Short exercise: Extract every line of text from the items below and reproduce each one verbatim, leaving out the pictures.

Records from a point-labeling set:
==*==

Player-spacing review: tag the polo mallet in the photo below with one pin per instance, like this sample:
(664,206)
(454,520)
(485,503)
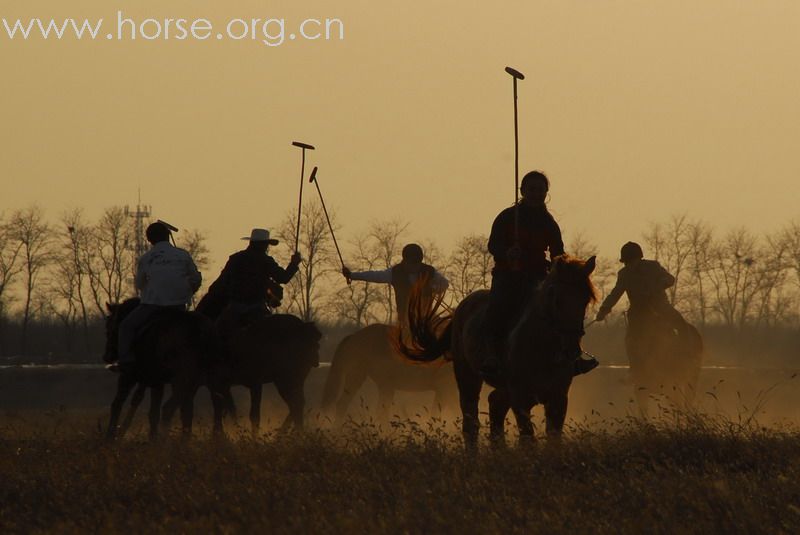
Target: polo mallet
(516,75)
(303,146)
(171,228)
(313,178)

==*==

Complete answer:
Player-spacing review: tag the polo mallet in the photo below with one pin per instance, like this sample:
(664,206)
(454,520)
(485,503)
Target: polo mallet
(516,75)
(303,146)
(171,228)
(313,178)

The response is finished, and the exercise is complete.